Problem details:
Work out how many lines in the listing below include the word "black"; answer with the number alone.

Records supplied:

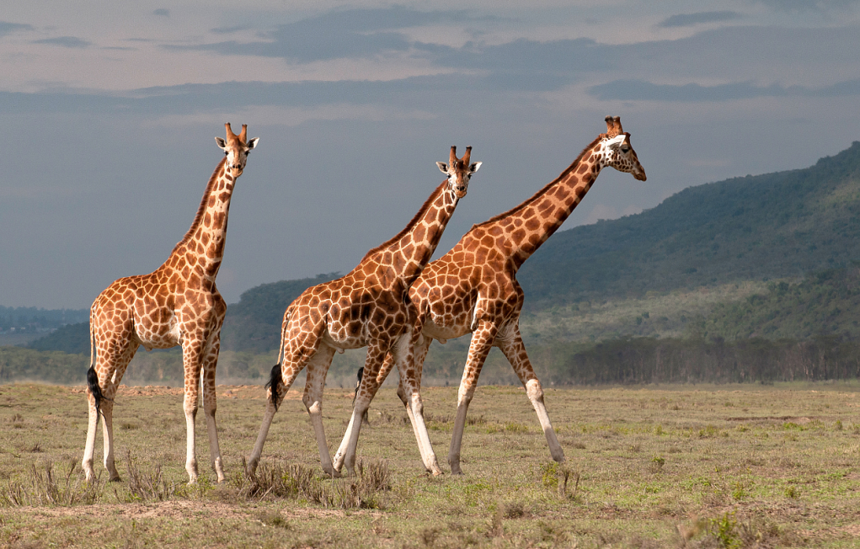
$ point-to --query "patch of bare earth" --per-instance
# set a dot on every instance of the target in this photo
(177, 509)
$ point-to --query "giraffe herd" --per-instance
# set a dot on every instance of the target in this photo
(395, 302)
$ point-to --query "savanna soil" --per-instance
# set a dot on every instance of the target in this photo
(680, 466)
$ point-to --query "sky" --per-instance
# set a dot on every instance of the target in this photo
(108, 112)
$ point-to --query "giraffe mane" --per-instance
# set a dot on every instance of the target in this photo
(545, 187)
(198, 217)
(411, 224)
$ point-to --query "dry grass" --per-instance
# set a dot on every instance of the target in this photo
(738, 466)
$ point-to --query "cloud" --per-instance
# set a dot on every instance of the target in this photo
(689, 19)
(339, 34)
(65, 41)
(637, 90)
(8, 28)
(808, 5)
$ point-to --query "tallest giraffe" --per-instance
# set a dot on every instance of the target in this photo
(177, 304)
(473, 288)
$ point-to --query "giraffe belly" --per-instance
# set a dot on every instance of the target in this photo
(340, 344)
(442, 333)
(162, 338)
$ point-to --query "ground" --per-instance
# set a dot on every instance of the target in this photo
(677, 466)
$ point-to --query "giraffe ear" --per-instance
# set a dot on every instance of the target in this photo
(616, 141)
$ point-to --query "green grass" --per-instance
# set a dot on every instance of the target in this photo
(691, 466)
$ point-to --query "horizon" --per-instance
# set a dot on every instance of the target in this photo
(109, 114)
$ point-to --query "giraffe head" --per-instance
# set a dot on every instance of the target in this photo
(616, 151)
(236, 148)
(459, 171)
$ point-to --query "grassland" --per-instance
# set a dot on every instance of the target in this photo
(680, 466)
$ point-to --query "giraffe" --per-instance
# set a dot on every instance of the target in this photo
(364, 308)
(473, 288)
(177, 304)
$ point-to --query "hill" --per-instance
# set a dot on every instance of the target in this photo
(702, 252)
(254, 324)
(784, 224)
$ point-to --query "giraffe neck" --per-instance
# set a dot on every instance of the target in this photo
(401, 259)
(531, 223)
(198, 255)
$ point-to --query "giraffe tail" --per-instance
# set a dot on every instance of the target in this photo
(275, 376)
(92, 377)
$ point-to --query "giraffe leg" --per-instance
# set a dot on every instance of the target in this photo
(513, 348)
(210, 404)
(298, 352)
(372, 364)
(107, 435)
(410, 362)
(318, 367)
(386, 368)
(110, 368)
(482, 342)
(92, 428)
(191, 355)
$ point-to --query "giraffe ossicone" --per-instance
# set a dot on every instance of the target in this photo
(177, 304)
(473, 288)
(364, 308)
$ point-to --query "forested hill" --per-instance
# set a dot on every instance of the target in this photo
(779, 225)
(254, 323)
(767, 226)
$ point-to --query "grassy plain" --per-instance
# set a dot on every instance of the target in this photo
(678, 466)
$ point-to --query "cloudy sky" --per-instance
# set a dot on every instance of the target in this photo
(108, 112)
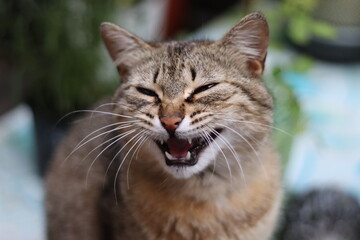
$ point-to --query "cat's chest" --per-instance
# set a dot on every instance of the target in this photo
(162, 216)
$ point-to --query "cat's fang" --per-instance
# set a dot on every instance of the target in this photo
(168, 155)
(188, 156)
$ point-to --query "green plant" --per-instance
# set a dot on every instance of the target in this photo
(54, 47)
(297, 17)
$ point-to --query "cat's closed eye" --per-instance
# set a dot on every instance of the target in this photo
(147, 92)
(199, 90)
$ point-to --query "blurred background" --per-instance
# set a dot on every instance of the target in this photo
(52, 62)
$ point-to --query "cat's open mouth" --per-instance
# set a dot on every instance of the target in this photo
(185, 152)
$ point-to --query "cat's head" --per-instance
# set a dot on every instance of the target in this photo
(196, 101)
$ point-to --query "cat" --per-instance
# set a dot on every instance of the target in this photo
(181, 152)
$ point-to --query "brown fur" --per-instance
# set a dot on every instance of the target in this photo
(232, 193)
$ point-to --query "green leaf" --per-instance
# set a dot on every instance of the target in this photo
(302, 64)
(323, 30)
(299, 30)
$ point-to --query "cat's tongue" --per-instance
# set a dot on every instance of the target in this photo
(178, 147)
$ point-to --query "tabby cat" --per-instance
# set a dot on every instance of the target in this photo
(181, 152)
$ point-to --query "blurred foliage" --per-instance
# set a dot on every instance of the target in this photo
(54, 46)
(297, 18)
(288, 115)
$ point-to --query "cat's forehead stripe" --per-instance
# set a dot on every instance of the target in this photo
(173, 69)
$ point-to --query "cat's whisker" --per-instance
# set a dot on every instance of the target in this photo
(226, 160)
(119, 137)
(232, 150)
(113, 159)
(91, 139)
(102, 105)
(142, 140)
(123, 160)
(109, 140)
(257, 123)
(93, 111)
(250, 145)
(205, 135)
(123, 124)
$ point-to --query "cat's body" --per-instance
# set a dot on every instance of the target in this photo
(194, 160)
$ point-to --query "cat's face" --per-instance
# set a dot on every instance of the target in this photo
(195, 101)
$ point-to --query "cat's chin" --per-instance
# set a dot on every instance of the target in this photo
(183, 157)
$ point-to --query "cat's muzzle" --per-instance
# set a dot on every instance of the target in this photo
(185, 152)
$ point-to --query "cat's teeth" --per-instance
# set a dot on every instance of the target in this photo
(168, 155)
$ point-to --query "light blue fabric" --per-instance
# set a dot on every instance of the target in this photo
(327, 153)
(21, 190)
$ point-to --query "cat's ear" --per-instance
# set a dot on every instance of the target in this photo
(249, 37)
(123, 47)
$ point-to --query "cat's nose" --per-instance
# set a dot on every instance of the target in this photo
(170, 123)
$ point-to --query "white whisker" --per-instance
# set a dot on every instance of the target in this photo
(119, 137)
(142, 140)
(250, 145)
(232, 150)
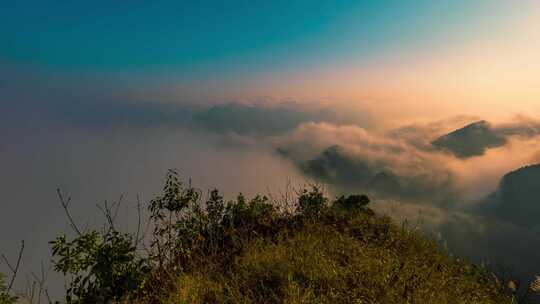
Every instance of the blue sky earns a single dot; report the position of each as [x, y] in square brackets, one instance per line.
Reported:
[192, 36]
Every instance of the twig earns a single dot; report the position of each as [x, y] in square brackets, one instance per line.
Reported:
[138, 220]
[65, 205]
[14, 270]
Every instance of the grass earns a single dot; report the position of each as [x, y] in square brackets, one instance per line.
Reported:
[339, 258]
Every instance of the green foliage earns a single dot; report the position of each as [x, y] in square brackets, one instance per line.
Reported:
[247, 251]
[104, 267]
[5, 297]
[312, 203]
[352, 202]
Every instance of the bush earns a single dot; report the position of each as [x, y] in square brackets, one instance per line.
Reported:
[247, 251]
[104, 268]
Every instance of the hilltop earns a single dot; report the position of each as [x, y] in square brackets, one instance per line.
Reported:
[302, 249]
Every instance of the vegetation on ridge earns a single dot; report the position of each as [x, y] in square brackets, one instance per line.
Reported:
[303, 250]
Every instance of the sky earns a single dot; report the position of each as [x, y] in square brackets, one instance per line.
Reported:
[453, 55]
[101, 98]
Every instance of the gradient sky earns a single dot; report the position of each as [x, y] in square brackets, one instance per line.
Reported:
[457, 56]
[73, 72]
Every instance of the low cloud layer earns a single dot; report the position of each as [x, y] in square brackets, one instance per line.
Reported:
[96, 144]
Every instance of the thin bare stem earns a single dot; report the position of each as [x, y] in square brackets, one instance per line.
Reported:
[14, 269]
[65, 205]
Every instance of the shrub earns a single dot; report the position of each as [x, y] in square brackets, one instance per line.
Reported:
[104, 268]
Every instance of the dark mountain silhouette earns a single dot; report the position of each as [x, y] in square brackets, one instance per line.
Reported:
[471, 140]
[517, 198]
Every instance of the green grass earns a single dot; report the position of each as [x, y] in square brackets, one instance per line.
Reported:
[338, 258]
[251, 251]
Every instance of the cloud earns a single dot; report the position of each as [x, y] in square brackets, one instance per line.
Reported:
[476, 138]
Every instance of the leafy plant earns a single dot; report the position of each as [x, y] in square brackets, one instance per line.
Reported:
[103, 267]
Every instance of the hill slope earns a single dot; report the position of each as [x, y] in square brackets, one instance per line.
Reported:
[298, 250]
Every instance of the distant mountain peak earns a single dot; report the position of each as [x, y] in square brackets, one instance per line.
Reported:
[471, 140]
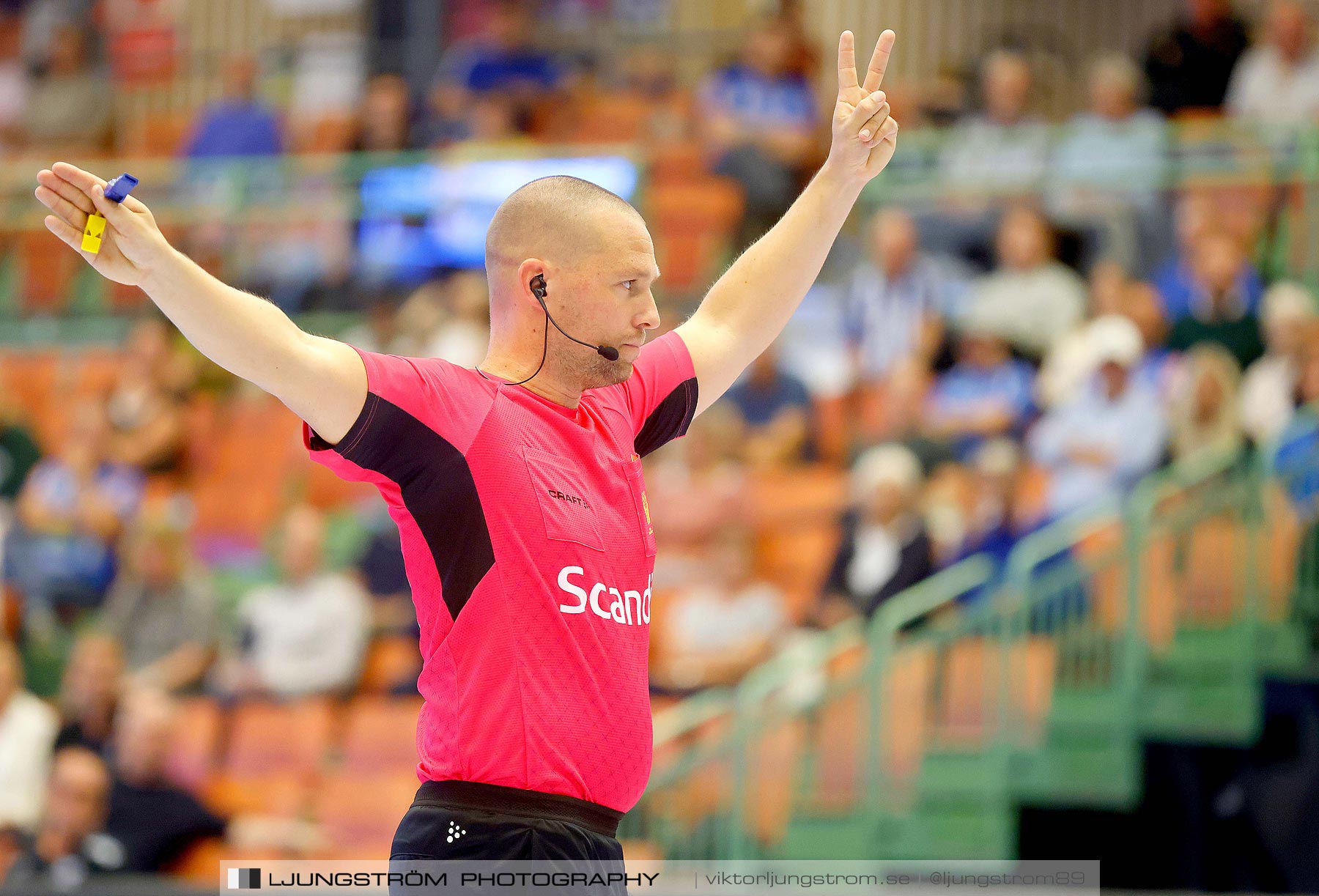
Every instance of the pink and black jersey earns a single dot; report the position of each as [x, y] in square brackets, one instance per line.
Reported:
[529, 549]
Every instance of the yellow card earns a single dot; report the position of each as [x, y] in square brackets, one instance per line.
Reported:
[92, 232]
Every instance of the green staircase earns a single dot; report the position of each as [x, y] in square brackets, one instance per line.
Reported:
[1190, 547]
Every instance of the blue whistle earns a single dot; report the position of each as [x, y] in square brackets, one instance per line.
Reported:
[120, 188]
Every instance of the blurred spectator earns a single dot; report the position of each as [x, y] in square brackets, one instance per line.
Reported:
[775, 411]
[503, 59]
[152, 820]
[758, 119]
[171, 360]
[161, 606]
[720, 627]
[383, 573]
[1103, 443]
[1269, 388]
[1175, 278]
[445, 119]
[1219, 311]
[1109, 164]
[15, 85]
[804, 56]
[69, 108]
[306, 632]
[1277, 81]
[1293, 462]
[147, 420]
[1068, 366]
[697, 487]
[984, 395]
[70, 511]
[384, 118]
[942, 100]
[1005, 147]
[379, 327]
[499, 70]
[70, 843]
[1189, 66]
[1205, 418]
[896, 300]
[1032, 298]
[26, 733]
[465, 334]
[997, 519]
[89, 693]
[237, 125]
[19, 454]
[884, 545]
[19, 449]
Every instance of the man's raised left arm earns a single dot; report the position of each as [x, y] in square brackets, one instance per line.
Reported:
[751, 304]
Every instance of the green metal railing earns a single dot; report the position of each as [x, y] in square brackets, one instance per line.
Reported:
[1157, 618]
[237, 206]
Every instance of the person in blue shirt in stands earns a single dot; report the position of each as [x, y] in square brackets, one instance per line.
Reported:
[758, 118]
[775, 410]
[986, 393]
[237, 125]
[499, 64]
[1112, 433]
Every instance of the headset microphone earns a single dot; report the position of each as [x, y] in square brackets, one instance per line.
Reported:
[539, 289]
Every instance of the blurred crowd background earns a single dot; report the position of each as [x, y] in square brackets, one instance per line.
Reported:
[1094, 255]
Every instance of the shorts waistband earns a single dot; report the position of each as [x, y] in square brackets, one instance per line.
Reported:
[514, 801]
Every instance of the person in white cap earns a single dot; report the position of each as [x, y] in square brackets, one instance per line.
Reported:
[1269, 387]
[1111, 434]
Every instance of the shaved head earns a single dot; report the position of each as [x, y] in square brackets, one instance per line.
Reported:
[553, 218]
[596, 258]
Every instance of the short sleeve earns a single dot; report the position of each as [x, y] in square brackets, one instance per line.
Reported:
[412, 405]
[660, 396]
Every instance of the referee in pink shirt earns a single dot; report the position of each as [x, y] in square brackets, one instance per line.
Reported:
[517, 486]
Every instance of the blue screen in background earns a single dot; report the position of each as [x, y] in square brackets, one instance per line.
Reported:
[420, 218]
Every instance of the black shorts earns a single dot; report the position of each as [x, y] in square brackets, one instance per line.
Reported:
[488, 823]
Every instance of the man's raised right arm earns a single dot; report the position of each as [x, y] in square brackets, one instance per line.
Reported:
[319, 379]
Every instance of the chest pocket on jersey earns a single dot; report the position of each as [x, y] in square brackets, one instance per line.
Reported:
[566, 507]
[638, 486]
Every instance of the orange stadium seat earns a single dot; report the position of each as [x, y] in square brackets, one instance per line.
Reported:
[361, 813]
[772, 779]
[1281, 550]
[1213, 571]
[905, 711]
[799, 497]
[1160, 591]
[31, 378]
[97, 370]
[797, 560]
[692, 225]
[281, 795]
[391, 660]
[380, 734]
[201, 863]
[964, 706]
[280, 738]
[1101, 552]
[48, 270]
[611, 118]
[197, 739]
[681, 163]
[1033, 665]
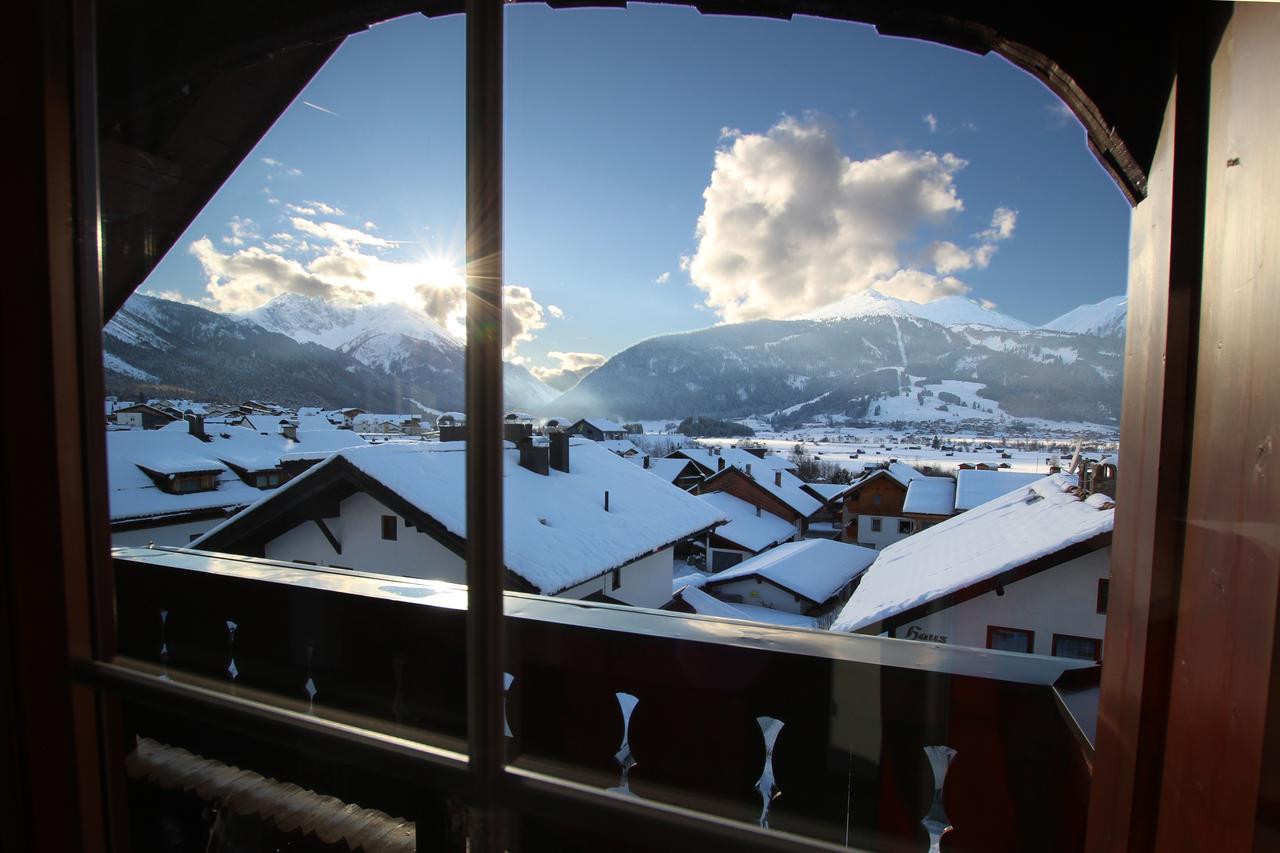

Task answer:
2